------ Data for this task

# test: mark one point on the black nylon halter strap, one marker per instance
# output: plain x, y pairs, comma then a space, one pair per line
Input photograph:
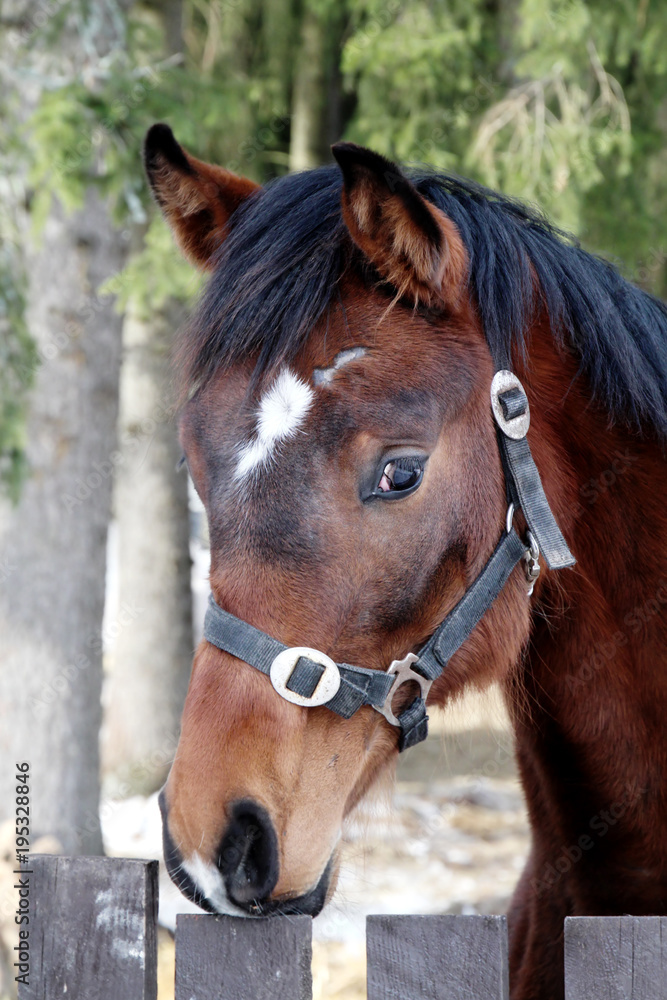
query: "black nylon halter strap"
309, 678
358, 685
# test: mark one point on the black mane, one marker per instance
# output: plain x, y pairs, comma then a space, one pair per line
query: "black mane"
279, 268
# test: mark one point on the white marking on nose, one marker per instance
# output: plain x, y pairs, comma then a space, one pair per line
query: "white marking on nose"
282, 410
211, 884
324, 376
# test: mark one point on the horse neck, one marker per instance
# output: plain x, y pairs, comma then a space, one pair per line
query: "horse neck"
596, 660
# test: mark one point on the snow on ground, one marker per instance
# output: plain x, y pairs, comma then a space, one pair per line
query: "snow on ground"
453, 839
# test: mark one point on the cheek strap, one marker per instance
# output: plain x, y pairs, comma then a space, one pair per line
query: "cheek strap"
309, 678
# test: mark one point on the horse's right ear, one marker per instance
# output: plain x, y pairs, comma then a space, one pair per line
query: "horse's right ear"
196, 198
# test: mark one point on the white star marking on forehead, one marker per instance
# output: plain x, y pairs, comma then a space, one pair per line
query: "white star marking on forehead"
282, 410
324, 376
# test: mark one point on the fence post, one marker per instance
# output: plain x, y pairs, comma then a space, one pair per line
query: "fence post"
437, 958
92, 930
225, 958
616, 958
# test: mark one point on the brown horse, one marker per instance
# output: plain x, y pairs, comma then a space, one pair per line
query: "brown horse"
336, 422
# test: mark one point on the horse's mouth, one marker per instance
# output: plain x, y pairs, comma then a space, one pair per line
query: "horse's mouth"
204, 885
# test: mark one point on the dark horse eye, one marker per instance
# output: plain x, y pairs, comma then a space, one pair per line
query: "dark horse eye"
401, 475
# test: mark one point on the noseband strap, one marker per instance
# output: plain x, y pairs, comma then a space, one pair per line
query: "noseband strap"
309, 678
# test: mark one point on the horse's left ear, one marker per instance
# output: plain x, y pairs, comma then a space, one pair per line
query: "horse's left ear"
410, 241
196, 198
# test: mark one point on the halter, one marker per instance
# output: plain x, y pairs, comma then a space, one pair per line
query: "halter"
307, 677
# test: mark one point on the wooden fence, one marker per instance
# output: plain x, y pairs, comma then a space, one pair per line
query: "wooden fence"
92, 936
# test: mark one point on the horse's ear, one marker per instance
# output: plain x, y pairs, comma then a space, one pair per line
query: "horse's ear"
410, 241
196, 198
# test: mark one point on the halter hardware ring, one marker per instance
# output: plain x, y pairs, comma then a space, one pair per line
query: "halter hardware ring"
283, 667
404, 672
531, 560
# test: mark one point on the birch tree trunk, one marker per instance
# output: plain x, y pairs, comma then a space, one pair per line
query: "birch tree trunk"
53, 543
150, 663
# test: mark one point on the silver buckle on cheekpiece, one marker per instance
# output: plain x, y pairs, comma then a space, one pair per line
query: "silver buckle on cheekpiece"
515, 427
404, 672
282, 669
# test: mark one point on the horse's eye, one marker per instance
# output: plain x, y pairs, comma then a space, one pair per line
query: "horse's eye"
401, 475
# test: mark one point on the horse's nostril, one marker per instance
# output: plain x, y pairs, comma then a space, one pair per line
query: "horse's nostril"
248, 855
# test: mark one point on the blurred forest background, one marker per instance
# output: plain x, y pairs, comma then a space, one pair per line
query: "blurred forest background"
560, 102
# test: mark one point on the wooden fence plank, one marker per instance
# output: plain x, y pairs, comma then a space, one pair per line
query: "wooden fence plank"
437, 958
92, 929
225, 958
616, 958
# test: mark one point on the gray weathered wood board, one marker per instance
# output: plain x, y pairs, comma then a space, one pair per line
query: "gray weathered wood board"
92, 929
225, 958
616, 958
437, 958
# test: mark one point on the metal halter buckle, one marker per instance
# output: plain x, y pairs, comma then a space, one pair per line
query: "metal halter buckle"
404, 672
282, 669
514, 426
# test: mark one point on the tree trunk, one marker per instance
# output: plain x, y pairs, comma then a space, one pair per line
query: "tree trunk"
149, 666
150, 661
53, 544
309, 131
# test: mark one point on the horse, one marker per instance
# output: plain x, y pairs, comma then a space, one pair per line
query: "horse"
339, 415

------------

Reproduce all of the rows above word for word, leaving out any pictures.

§ **Solution for this task**
# test: mark one point on the black nylon halter strap, one marker per instance
# output: plain x, y pairs, comma then a space, one pair per line
Input photograph:
query: "black nylon halter strap"
309, 678
358, 685
# test: mark one point on the black mane, one marker per instance
# output: plain x, y pairs, comma then a space, one pair per line
query: "black mane"
279, 268
# test: mark one point on the white marking on nose, one marker per instance
# output: plain x, y pairs, comma then a space, one pair per line
query: "white marking on nose"
282, 410
211, 884
324, 376
# test: mark one point on the horse neck, one marker per instance
# output: plain x, y pairs, comma then a space, one pair per line
query: "horse neck"
596, 660
# test: mark one point on the snow on ground, one marker per instance
# output: plain x, y pairs, comma then a space, one pair per line
query: "snow on ground"
453, 839
# test: mark one point on the cheek strap, one marker per instance
# output: plain x, y pairs, comma then a space, one pair per line
query: "cheek strap"
309, 678
# test: mark one point on the horse's right ear, one marker per instance
# output: plain x, y pairs, comma then a space, one pair per line
query: "horse's right ear"
196, 198
# test: mark one point on the white star marking on forehead, one marker per instance
# output: plain x, y pairs, comma then a space, one pair per line
query: "white star marking on forehead"
282, 410
324, 376
# test: mark one point on the fence post, one marker per instance
# output: plain x, y pairs, comma then a space, one pair per line
query: "fence post"
437, 958
92, 930
225, 958
616, 958
# test: mark one point on the brown horse, one marker per instance
# output: plain x, y pairs, comma then a space, one pair per line
query: "brown horse"
336, 422
# test: mark one point on the horse's mouth, one marker per instance
# output: plain x, y pairs, comma then a space, one pair per line
query: "horse's mouth"
204, 885
# test: mark one point on the dark horse eye, one marker per instance
# output: plain x, y pairs, comma then a space, one pair per line
query: "dark horse eye"
401, 475
# test: mark one point on the noseband strap, one marker per instance
# output: plain x, y pairs, comma then a space, one pair per line
query: "noseband strap"
309, 678
# test: mark one point on the horse's left ear, one marker per instance
# output: plain x, y pairs, comma then a space, one pair per line
query: "horse's left ear"
410, 241
196, 198
# test: mark one point on the halter, one marker per instance
# output: plain x, y pairs, comma then a space, one pair per line
query: "halter"
307, 677
# test: mark one point on the wooden fence, one marker per instance
# output: plain x, y pairs, comma then a space, one pair per line
query: "wooden fence"
92, 936
# test: mark one point on the horse's ear, one marker per instance
# output: plain x, y pairs, comma then a space, one pair per line
query: "horse's ear"
410, 241
196, 198
# test: mark one point on the halter hardware ring, one marker per instance
# output: plain x, y pairs, comma then a space, one pair per line
query: "halter hardware ring"
283, 667
404, 672
531, 560
# test: mark one point on the birch tree trunk, one marker per instance
# output: plain x, y pairs, comma then a space, one pair per line
query: "birch tree trunk"
53, 543
150, 663
# test: mark one point on the silver buckle on cheekpiece, one marker per instance
# output: plain x, y pairs, comma then a space, one pair per line
query: "silver buckle on cheekpiece"
515, 427
404, 672
282, 669
# test: mark one point on the horse's eye, one marker per instance
# output: plain x, y pairs, comma then a space, one pair per line
query: "horse's eye"
401, 475
# test: mark one point on the horse's nostril, one marker per instance
# output: plain x, y pairs, comma then a space, one pair per line
query: "horse's nostril"
248, 855
# test: mark one point on the blurred forest background, one marker per instance
# output: plain x, y pairs, comma then a space, one pair per line
query: "blurred forest background"
560, 102
# test: mark one point on the wooden fence plank, one marker per instance
# output: plain x, y pairs, comma then a space, one pair per line
query: "wooden fence plank"
437, 958
92, 929
225, 958
616, 958
# test: mark one point on the gray weathered wood board, one marker per instance
# output: plain x, y pairs, comma then a space, one pair per line
query: "gray weathered wood board"
92, 929
225, 958
616, 958
437, 958
# test: mark one point on the metal halter buckle, one marker per instance
# output: plain x, y pairs, comma then a space, one pair per line
query: "metal halter buckle"
404, 672
282, 669
514, 426
# test: mark one point on the tree trunk, one marker per instance
# output: plain x, y pairs, comma then a space, one pair per line
query: "tree trunk"
149, 666
150, 661
53, 544
309, 131
# test: mark one point on the horse, one marker per instance
# output: plain x, y pairs, comma then a space, one pair per line
query: "horse"
339, 415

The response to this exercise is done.